=== Begin Enclosure ===
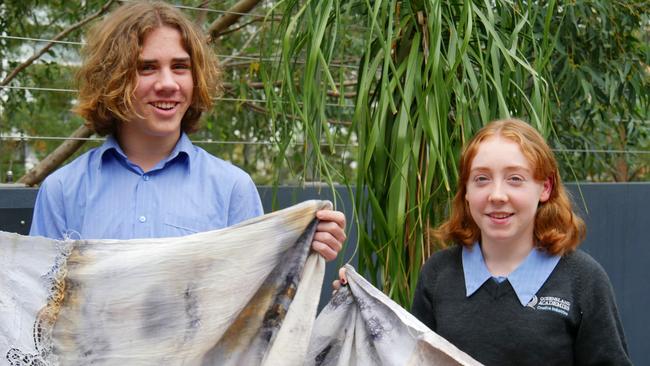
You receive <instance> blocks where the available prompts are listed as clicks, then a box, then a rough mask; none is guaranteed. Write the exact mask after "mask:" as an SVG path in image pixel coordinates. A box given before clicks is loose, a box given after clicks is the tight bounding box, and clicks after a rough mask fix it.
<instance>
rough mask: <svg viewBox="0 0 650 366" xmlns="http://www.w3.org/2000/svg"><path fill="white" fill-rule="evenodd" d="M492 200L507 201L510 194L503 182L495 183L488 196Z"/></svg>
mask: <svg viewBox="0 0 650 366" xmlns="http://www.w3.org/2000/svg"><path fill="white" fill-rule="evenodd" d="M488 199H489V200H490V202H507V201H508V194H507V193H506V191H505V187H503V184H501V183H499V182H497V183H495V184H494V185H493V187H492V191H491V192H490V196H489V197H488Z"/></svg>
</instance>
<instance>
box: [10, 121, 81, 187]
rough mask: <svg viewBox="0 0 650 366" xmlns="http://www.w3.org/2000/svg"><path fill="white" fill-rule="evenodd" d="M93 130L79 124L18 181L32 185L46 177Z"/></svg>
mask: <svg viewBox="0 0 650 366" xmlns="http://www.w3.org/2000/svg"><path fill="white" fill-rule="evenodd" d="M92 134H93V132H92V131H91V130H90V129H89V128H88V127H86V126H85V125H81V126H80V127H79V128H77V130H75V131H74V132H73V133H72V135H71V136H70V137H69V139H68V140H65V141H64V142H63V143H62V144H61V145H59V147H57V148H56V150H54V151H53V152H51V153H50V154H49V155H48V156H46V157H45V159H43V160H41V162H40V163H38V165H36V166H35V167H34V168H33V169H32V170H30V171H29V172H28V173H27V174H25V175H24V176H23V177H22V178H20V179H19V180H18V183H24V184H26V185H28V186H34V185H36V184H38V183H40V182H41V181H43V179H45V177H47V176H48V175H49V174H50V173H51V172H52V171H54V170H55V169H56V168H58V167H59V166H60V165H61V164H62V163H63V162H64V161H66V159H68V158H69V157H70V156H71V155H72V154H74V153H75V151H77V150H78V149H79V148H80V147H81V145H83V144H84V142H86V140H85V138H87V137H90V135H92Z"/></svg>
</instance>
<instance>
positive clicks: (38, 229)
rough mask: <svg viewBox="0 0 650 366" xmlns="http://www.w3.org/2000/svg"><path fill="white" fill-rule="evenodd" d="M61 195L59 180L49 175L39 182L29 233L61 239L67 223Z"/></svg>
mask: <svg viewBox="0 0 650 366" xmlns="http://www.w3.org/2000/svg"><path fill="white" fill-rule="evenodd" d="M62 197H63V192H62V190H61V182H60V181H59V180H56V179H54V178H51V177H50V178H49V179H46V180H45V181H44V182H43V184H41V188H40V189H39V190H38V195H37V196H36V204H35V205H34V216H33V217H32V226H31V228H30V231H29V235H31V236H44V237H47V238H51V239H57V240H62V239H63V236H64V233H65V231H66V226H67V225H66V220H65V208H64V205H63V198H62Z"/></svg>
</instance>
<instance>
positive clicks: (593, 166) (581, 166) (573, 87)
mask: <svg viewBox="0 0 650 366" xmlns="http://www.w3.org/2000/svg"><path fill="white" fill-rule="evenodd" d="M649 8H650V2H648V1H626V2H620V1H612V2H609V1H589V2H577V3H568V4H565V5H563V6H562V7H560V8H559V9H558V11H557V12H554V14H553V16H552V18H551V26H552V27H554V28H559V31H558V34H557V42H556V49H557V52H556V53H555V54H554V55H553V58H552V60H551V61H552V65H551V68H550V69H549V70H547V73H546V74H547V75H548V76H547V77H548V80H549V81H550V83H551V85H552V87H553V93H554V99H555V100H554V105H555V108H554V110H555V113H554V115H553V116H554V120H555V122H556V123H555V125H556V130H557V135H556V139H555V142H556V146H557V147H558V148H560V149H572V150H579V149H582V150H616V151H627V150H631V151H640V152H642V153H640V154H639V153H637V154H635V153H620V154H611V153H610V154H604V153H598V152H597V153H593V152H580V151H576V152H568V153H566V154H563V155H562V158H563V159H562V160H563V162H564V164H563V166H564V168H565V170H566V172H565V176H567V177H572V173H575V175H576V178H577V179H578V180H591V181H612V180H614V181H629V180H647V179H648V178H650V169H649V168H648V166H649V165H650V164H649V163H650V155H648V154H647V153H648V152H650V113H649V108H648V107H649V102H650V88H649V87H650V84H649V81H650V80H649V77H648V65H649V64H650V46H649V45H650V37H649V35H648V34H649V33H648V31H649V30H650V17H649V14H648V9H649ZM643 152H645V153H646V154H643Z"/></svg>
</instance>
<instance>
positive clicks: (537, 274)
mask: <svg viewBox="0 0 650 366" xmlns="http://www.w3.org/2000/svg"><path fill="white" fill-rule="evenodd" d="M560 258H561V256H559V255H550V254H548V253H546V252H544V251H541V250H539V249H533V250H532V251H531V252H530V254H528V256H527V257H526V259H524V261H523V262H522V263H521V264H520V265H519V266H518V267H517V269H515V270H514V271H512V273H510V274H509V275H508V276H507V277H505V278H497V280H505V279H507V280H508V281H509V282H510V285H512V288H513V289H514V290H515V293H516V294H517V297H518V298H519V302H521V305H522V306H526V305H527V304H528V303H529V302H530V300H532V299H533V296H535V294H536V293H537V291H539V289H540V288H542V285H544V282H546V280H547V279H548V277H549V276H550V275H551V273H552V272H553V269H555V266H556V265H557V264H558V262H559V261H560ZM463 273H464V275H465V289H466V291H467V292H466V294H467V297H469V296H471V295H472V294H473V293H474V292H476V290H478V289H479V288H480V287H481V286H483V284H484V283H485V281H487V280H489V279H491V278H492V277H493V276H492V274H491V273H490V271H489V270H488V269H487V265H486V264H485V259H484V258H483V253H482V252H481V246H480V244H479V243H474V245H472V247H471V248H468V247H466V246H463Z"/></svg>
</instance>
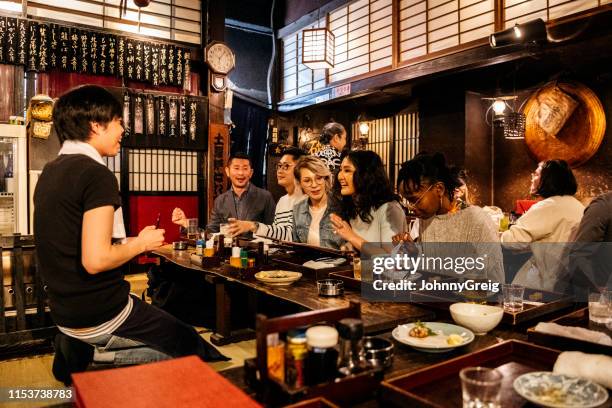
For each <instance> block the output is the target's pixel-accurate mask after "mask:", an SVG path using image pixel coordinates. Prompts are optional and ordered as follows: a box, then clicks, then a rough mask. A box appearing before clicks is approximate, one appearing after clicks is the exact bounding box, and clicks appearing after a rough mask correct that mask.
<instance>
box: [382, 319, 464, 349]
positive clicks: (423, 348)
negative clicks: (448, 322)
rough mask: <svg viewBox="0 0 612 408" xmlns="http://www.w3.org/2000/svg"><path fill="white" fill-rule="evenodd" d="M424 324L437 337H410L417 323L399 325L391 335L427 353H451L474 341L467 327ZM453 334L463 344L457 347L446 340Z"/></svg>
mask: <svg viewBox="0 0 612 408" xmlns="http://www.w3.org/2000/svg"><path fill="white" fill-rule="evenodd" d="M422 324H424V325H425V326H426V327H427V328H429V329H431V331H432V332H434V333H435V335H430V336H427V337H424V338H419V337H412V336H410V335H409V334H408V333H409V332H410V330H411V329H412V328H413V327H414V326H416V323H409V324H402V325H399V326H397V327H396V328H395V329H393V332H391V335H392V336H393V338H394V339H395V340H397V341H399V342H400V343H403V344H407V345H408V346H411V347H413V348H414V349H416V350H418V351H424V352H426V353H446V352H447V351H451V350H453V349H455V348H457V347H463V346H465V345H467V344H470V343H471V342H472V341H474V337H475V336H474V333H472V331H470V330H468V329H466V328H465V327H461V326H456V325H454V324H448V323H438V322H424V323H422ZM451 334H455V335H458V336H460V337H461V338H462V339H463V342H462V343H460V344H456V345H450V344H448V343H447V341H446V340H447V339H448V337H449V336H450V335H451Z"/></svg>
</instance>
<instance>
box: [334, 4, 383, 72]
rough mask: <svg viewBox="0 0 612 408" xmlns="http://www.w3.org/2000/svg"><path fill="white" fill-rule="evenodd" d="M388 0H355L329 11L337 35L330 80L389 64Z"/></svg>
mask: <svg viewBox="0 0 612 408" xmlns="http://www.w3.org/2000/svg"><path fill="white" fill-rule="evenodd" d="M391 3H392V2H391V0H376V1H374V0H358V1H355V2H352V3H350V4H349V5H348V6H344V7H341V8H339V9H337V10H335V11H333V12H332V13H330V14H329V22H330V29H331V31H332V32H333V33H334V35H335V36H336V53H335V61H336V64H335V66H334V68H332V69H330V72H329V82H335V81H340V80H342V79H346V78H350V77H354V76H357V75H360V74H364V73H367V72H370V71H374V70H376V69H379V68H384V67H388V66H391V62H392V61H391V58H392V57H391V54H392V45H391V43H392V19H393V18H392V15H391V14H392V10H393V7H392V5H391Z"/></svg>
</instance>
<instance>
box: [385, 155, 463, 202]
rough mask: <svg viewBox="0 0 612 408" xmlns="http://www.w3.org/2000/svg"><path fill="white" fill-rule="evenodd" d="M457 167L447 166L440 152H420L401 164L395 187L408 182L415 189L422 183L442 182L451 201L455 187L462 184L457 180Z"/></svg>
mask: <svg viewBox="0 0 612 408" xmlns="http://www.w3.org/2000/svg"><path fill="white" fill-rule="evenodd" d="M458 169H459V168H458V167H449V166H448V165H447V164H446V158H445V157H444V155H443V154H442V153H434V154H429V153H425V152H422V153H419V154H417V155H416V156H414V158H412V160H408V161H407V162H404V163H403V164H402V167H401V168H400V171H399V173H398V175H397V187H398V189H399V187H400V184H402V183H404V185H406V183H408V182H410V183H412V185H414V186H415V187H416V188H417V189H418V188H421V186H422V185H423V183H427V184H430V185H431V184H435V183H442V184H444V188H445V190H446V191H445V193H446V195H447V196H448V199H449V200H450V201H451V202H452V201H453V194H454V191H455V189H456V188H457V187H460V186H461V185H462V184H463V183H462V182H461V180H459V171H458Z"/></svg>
=== End Enclosure ===
◆ **Exercise prompt**: Could you copy exactly the lines from the one containing "167L447 166L440 152H420L401" through the end of the records above, and nothing more?

◆ **Result below**:
rough mask: <svg viewBox="0 0 612 408" xmlns="http://www.w3.org/2000/svg"><path fill="white" fill-rule="evenodd" d="M457 167L447 166L440 152H420L401 164L395 187L408 182L415 189L422 183L442 182L451 201L455 187L462 184L457 180Z"/></svg>
mask: <svg viewBox="0 0 612 408" xmlns="http://www.w3.org/2000/svg"><path fill="white" fill-rule="evenodd" d="M458 169H459V168H458V167H449V166H448V165H447V164H446V158H445V157H444V155H443V154H442V153H434V154H429V153H425V152H422V153H419V154H417V155H416V156H414V158H412V160H408V161H407V162H404V163H403V164H402V167H401V168H400V171H399V173H398V175H397V187H398V189H399V187H400V184H402V183H404V185H406V183H408V182H410V183H412V185H414V186H415V187H416V188H417V189H418V188H421V186H422V185H423V183H427V184H430V185H431V184H435V183H442V184H444V188H445V190H446V191H445V193H446V195H447V196H448V199H449V200H450V201H451V202H452V201H453V194H454V191H455V189H456V188H457V187H460V186H461V185H462V184H463V183H462V182H461V180H459V171H458Z"/></svg>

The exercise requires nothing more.